▶ [ARTICLE]:
● ● ●
I know this may sound cheesy but I dont want to end up working FOR someone. I want to do something FOR myself, I want to create something that makes a difference in the world of tech. I want to be a tech entrepreneur. I was wondering if there is someone on TDF who has gone the stuff I am going through right now, and made it, and if that person could help AND guide me.
I know there is good education in BITS but Im not so sure about BITSAT either.
I need someone to guide me and suggest me that How should I study, how long, which books and which exams should I focus on. Basically I dont want to go to any IITs(As if Ill get comp. sc. lol) so I need to know HOW can I get a good rank in AIEEE or clear BITS. Should I drop a year? Or not?
I am already regretting not preparing for SATs. American education is quite good(And honestly, Im not that patriotic either).

I know this question is confusing, its too long, the question isn't direct and possible Im way too annoying, but if some one could just take some time to write a reply and help me out, Ill be really really thankful.
● ● ●
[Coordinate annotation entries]
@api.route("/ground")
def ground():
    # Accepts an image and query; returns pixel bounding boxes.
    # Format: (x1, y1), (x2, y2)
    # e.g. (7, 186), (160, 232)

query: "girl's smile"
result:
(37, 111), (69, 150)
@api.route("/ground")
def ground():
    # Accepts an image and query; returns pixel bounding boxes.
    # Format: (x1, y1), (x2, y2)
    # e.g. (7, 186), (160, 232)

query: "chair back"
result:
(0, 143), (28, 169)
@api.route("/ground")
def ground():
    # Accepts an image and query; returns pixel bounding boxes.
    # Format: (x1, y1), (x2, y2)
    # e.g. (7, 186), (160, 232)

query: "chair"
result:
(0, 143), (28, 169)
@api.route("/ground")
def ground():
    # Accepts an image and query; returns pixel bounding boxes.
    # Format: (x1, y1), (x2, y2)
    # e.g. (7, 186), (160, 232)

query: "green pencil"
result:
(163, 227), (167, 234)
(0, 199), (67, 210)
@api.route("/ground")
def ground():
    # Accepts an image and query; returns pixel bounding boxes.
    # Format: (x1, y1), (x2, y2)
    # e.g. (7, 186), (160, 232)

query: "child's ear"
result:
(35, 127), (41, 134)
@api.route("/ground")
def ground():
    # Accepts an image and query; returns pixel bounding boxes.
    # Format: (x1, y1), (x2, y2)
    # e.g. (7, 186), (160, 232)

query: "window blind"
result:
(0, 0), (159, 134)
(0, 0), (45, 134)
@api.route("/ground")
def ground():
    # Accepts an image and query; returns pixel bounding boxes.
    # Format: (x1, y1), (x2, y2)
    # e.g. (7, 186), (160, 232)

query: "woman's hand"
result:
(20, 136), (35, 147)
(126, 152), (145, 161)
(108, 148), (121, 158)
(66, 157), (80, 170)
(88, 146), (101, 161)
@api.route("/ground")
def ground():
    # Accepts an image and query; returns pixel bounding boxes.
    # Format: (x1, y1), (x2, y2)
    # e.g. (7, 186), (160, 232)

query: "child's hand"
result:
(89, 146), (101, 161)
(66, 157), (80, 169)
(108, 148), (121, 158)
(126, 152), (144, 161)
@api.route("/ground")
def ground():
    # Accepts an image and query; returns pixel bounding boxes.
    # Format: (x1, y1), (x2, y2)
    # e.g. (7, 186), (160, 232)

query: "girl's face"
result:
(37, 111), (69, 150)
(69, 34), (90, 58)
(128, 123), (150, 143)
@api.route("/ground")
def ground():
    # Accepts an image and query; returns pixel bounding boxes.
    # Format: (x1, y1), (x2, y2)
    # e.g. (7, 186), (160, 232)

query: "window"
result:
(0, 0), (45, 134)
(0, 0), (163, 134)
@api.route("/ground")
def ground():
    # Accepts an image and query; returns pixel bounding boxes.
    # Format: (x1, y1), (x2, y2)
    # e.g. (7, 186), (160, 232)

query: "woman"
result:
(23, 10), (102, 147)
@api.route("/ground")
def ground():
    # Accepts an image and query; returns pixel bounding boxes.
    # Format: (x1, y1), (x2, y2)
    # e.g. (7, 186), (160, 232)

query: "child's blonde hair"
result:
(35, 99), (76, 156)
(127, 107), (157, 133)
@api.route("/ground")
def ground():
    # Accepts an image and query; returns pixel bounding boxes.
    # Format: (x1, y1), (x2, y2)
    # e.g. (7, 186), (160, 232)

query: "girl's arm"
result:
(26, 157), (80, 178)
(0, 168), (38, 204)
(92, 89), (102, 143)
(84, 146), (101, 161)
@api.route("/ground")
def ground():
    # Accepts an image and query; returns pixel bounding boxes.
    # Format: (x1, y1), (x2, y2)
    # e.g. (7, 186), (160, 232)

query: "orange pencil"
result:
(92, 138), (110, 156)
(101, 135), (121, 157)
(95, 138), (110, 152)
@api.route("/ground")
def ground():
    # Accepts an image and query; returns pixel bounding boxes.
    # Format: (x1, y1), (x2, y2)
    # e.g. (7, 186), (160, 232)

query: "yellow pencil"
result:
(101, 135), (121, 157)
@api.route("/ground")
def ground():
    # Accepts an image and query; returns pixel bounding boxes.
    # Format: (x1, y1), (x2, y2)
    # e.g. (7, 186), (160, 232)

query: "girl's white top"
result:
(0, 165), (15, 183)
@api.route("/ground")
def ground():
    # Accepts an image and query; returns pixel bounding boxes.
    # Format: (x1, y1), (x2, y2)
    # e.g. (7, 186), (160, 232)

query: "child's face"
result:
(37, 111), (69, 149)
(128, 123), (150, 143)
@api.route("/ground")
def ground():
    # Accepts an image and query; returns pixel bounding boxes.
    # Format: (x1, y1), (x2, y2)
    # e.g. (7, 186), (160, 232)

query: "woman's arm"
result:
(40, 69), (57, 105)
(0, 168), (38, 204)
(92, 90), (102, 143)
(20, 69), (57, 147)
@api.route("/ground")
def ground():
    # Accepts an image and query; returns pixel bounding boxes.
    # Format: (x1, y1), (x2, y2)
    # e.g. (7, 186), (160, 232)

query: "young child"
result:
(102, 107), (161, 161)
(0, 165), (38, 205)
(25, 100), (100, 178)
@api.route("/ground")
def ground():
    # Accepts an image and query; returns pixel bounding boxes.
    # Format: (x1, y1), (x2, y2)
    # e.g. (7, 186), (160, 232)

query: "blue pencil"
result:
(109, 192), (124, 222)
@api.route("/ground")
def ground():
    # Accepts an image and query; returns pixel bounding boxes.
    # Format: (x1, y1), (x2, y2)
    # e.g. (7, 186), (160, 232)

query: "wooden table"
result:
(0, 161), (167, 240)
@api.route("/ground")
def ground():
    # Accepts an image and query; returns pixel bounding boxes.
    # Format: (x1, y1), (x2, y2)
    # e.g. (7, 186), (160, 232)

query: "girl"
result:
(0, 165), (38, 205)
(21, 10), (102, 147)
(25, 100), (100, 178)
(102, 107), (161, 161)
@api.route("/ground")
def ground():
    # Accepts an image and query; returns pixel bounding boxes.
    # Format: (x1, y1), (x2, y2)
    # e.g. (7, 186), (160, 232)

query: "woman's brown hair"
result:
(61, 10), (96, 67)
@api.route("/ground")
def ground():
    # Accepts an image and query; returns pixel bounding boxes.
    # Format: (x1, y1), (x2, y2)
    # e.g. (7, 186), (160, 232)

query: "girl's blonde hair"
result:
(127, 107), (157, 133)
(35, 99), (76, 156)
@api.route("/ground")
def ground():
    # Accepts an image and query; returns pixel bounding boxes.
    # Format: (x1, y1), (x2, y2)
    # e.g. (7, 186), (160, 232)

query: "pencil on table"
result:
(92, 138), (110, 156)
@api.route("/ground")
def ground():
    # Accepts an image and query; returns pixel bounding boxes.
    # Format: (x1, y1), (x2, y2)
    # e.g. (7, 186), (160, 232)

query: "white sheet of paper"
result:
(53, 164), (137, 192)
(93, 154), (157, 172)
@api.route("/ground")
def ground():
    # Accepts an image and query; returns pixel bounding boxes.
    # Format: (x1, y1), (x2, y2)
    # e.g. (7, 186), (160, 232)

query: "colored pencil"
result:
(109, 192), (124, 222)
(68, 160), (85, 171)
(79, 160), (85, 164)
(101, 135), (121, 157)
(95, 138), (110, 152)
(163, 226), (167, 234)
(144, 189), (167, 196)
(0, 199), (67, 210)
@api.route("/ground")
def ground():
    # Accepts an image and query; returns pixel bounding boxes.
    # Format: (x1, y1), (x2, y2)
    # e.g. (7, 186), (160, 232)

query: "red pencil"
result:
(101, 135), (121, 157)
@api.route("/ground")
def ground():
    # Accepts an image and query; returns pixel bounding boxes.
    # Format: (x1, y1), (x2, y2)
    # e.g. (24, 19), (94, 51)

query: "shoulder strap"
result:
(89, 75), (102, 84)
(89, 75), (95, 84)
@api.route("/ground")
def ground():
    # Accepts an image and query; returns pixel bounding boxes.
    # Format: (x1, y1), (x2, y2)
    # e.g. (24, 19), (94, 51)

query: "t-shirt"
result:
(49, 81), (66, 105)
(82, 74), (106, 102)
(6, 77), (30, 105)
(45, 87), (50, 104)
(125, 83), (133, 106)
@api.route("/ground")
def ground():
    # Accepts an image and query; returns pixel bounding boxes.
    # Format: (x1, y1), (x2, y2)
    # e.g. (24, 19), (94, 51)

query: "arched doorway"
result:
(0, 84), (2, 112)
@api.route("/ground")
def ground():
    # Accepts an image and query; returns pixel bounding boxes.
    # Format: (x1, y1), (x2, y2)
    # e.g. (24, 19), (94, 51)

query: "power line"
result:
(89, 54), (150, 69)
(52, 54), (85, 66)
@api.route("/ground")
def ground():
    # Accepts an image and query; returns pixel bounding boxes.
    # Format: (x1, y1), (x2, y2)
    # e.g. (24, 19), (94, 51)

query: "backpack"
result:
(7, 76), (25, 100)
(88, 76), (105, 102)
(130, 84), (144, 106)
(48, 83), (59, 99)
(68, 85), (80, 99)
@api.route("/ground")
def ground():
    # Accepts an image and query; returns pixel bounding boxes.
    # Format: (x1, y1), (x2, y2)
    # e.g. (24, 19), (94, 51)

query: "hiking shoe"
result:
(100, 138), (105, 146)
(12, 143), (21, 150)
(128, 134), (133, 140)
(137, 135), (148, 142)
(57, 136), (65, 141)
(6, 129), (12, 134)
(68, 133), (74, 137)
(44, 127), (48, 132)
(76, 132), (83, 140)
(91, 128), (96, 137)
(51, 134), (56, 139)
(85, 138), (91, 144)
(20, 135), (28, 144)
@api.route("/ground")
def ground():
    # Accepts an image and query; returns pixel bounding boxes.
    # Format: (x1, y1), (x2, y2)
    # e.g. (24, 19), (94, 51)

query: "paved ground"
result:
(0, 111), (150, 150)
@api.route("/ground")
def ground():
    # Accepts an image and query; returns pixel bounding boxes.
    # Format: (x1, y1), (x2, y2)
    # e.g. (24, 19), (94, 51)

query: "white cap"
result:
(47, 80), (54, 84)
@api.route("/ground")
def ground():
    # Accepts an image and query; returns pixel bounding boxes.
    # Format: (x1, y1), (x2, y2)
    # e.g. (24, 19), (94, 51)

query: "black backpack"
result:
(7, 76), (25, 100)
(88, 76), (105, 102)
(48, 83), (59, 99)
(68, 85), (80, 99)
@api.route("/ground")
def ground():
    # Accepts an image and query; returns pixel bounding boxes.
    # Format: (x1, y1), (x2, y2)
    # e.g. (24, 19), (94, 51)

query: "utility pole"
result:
● ● ●
▶ [TASKS TO PERFORM]:
1. Answer from the forum post about becoming a tech entrepreneur:
(a) What does the writer say they want to be?
(b) In which exam does the writer want a good rank, besides clearing BITS?
(c) What is the writer already regretting not preparing for?
2. Pick up the forum post about becoming a tech entrepreneur and keep writing it from its last sentence onward.
None of the material is needed here.

▶ [ANSWER SET]:
1.
(a) A tech entrepreneur.
(b) AIEEE.
(c) The SATs.

2.
So, well, thats it.
Thanks in advance.


----------



## ritvij (Jun 21, 2012)

now that's a big question..
mate i have passed 12th this year and have taken cs in srm univ..
since you are my kinda guy.. hate IIT's..
here's what you can do..
study hard in 12th and try for a private univ this year.. DO NOT waste a year as it will just ruin your career. (because even if you drop and fail to get good marks in aieee or whateva..)

for AIEEE study 12th seriously.. revise a few topics of 11th..
for BITS.. you need a lotta practice.. 
i also screwed up 11th.. 63% marks.. with 4 marks in chem..
and forget about quality education in India..
study by yourself from any good univ and you will be able to do what you want to do in life.. in our country, sadly its the brand name of the univ that matters..


----------



## tech_boy (Jun 21, 2012)

Hey, prepare well for competitive exams and get Computer Science...... Don't settle for any other branch in which u hav zero interest. Don't worry, keep patience,set ur target and work hard(1 year is still there with u). All the best.


----------



## papul1993 (Jun 22, 2012)

ritvij said:


> DO NOT waste a year as it will just ruin your career. (because even if you drop and fail to get good marks in aieee or whateva..)



Don't believe that. If you drop one year and study hard, you can crack IIT. If not IIT, at least you will get decent rank in AIEEE OR VITEEE. This you can get into a good college. I couldn't get good rank this year in AIEEE, so I will take a drop and study for 1 year and try to crack JEE.

And don't worry about 11th results. They don't matter. Study hard for 12th and try and get good marks. Everything will be fine.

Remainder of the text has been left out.